Dataset content ->
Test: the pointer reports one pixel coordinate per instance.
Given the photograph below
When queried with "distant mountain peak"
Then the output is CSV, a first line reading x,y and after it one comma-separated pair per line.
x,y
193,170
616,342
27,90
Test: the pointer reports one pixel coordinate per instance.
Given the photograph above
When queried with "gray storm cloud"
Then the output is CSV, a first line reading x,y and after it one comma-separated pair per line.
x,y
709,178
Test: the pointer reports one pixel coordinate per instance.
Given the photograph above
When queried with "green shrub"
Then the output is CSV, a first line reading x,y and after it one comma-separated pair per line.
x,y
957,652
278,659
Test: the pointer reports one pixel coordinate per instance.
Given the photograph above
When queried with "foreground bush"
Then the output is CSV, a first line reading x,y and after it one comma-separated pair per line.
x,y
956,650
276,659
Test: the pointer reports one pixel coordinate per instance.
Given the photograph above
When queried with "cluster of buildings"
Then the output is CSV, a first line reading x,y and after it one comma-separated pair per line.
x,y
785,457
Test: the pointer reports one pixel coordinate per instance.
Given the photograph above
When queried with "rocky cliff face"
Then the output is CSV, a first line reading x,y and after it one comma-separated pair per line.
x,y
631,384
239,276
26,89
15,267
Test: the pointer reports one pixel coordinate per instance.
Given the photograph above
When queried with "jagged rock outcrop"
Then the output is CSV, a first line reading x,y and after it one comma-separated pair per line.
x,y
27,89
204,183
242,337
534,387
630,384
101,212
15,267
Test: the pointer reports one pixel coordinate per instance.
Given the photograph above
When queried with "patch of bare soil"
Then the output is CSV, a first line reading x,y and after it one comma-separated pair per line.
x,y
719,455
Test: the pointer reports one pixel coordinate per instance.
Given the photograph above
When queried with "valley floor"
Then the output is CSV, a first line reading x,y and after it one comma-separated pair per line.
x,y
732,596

Instruction ->
Transcribe all of the material exactly. Omit nothing.

Task answer ->
Test: the pointer reports one pixel coordinate per instance.
Given the photograph below
When queried with "distant mountain peak"
Then the output is CSV, a first line reading x,y and after it one comma-separated pair per line.
x,y
193,170
616,342
27,90
Test: the pointer reports one pixel coordinate per instance.
Given the photograph above
When queried with "gray storm cloud"
Then the output is CSV, a first line reading x,y and after it one comma-separated pair per line.
x,y
709,178
Test: the pointer reports one pixel coordinate per instance.
Given the photograph above
When queried with "green shrub"
Then the output is CSV, a first line reading x,y and after it one comma-separated pair per line.
x,y
957,652
278,659
Test: the pointer reports one pixel coordinate per instance.
Given the photograph above
When queried with "foreground bush"
Then the output is CSV, a first line reading x,y and after it one comma-separated pair per line.
x,y
956,650
276,659
Test: the pointer reports one pixel coordinate per instance.
Given the photograph above
When queried with "cluster of buildings"
Then the output is CSV, a first line reading x,y and after it one comma-separated pair per line.
x,y
785,457
Test: the pointer reports one pixel coordinate per instance.
Given the photograph above
When queried with "rocky cliff face"
Then the output is CSV, a first line reading x,y and after it one comma-separated pair per line.
x,y
631,384
239,276
26,89
15,267
Test: the pointer reports one pixel coordinate per instance.
Given the photograph above
When queried with "jagged rock outcrop"
Then the output is CSV, a first line reading x,y and after it one comma-separated pair per line.
x,y
27,89
204,183
242,337
534,387
630,384
101,212
15,267
Test: the pointer reports one pixel coordinate per instance.
Given the photograph above
When queried with "patch of bare soil"
Then the output is CSV, a first line reading x,y and after it one comma-separated pair per line.
x,y
719,455
Test: the pointer reports one pixel coordinate per instance.
Given the photograph above
When queried with "valley floor"
Then the output is CSV, a first line reading x,y and after it one comma-separated pair per line.
x,y
732,596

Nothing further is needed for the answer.